DIRECTIVE:
Output the material below in full, exactly as it is.

====================

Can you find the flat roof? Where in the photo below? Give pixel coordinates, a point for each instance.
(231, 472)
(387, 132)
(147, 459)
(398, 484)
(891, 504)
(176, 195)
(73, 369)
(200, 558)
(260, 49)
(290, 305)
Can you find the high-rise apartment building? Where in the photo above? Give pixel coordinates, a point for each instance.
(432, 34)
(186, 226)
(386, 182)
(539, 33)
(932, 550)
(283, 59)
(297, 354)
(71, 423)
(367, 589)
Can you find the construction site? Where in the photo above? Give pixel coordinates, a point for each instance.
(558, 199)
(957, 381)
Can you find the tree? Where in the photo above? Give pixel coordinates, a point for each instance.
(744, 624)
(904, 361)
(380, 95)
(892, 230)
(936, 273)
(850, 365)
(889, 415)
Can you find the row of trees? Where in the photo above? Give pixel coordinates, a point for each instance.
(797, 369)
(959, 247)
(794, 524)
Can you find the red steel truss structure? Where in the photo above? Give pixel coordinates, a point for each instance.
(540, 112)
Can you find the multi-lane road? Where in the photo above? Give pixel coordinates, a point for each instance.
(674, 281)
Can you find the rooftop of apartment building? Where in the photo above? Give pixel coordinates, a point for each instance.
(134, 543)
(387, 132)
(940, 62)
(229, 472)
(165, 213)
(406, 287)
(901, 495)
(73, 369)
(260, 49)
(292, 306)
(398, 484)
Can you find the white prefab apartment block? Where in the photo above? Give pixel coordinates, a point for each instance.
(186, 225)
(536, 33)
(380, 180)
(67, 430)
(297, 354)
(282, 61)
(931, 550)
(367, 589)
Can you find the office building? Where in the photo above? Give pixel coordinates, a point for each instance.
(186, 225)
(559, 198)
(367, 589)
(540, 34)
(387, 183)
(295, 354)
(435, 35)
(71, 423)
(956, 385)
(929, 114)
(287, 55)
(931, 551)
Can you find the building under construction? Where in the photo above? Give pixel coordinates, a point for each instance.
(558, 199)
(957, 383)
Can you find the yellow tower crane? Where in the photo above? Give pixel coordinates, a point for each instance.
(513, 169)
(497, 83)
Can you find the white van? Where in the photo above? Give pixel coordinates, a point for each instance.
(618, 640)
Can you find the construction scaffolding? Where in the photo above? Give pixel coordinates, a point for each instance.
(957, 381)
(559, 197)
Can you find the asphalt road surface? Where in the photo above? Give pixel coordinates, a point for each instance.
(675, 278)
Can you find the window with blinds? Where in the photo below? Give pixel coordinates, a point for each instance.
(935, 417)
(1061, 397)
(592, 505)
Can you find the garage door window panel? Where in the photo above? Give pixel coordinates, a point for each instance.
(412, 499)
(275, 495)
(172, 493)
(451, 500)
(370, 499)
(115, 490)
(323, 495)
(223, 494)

====================

RESULT OF THE TASK:
Can you find the flat roof? Where in the photo below? Give pixel coordinates, a point for each instance.
(231, 472)
(387, 132)
(147, 459)
(398, 484)
(891, 504)
(176, 195)
(73, 369)
(200, 558)
(260, 49)
(290, 305)
Can you find the high-rise apartment building? Where in the photo above? Give pixel coordinates, a point for each instance.
(432, 34)
(186, 226)
(386, 182)
(539, 33)
(932, 550)
(283, 59)
(297, 354)
(71, 423)
(367, 589)
Can you find the construction site? Where in the photo above? Give pixel coordinates, a point for each instance.
(558, 199)
(957, 381)
Can you find the tree? Where in the photo above? Give pixel coordinates, a point for each instance.
(744, 624)
(904, 361)
(380, 95)
(892, 230)
(936, 273)
(850, 365)
(889, 415)
Can you find the row of trees? Where in the photo above? Give pixel coordinates, a point for each instance.
(797, 369)
(959, 247)
(794, 524)
Can you find the red steel truss structure? Where in the photo above? Give pixel coordinates, a point for each instance.
(540, 112)
Can you find the multi-lane road? Where in the photo above? Give pixel coordinates, a point for each instance.
(674, 281)
Can you find the rooftop of apartment building? Where in the photo above? Give pixel coordinates, a point for each instance.
(134, 543)
(387, 132)
(940, 62)
(229, 472)
(165, 213)
(406, 287)
(901, 495)
(73, 369)
(260, 49)
(292, 306)
(398, 484)
Can you find the white prefab apartment block? Where in the photo above? Give pixel coordinates, a point for each instance.
(186, 225)
(536, 33)
(380, 180)
(67, 430)
(297, 354)
(282, 61)
(931, 550)
(367, 589)
Can you find the office building? Where in the photo above? Give pixel coordinates, a point for each instance.
(186, 225)
(559, 198)
(367, 589)
(540, 34)
(387, 183)
(295, 354)
(435, 35)
(71, 423)
(956, 385)
(929, 114)
(287, 55)
(931, 551)
Can you find the building under construction? Where in the photo above? Give pixel coordinates, a point for each instance.
(558, 199)
(957, 383)
Can you find the yellow tower crane? Where in the photo above? Give pixel coordinates, a point for each instance.
(513, 169)
(497, 83)
Can you find the white van? Where in the photo above? Give pixel coordinates, a point for each instance.
(618, 640)
Can you find the construction scaffolding? Where in the photo above? Give pixel coordinates, a point for each instance.
(957, 381)
(559, 197)
Can you find the asphalt road surface? Where in the photo above? Give pixel coordinates, a point for each instance.
(675, 278)
Can you find the window with blinds? Where in the photo below? Give pixel coordinates, a point for each instance.
(935, 417)
(1061, 397)
(592, 505)
Can you find the garage door window panel? Where in the photo above? Give pixel coordinates, a point for each instance.
(412, 499)
(275, 495)
(172, 493)
(451, 500)
(370, 499)
(115, 490)
(323, 495)
(223, 494)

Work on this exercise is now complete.